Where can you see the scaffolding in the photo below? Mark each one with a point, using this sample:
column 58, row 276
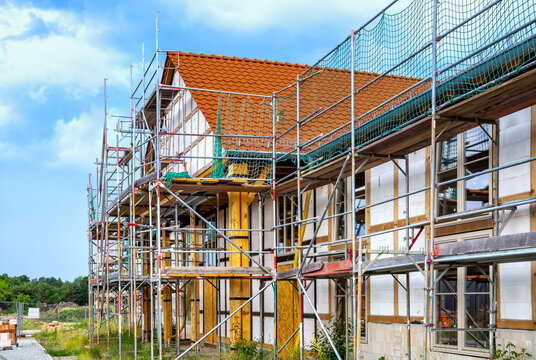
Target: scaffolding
column 405, row 81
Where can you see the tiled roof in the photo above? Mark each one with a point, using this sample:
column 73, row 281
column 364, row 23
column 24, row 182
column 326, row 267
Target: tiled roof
column 240, row 75
column 231, row 74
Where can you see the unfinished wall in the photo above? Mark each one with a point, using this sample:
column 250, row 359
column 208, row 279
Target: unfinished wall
column 183, row 117
column 515, row 278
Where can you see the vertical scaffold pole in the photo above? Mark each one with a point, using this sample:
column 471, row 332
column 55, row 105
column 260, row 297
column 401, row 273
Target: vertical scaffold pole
column 356, row 293
column 428, row 265
column 274, row 216
column 150, row 326
column 408, row 294
column 119, row 247
column 299, row 206
column 132, row 242
column 158, row 170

☆ ☆ ☆

**What you will do**: A single figure is required: the number of lines in the data where the word "point" occurs.

**Task output**: 4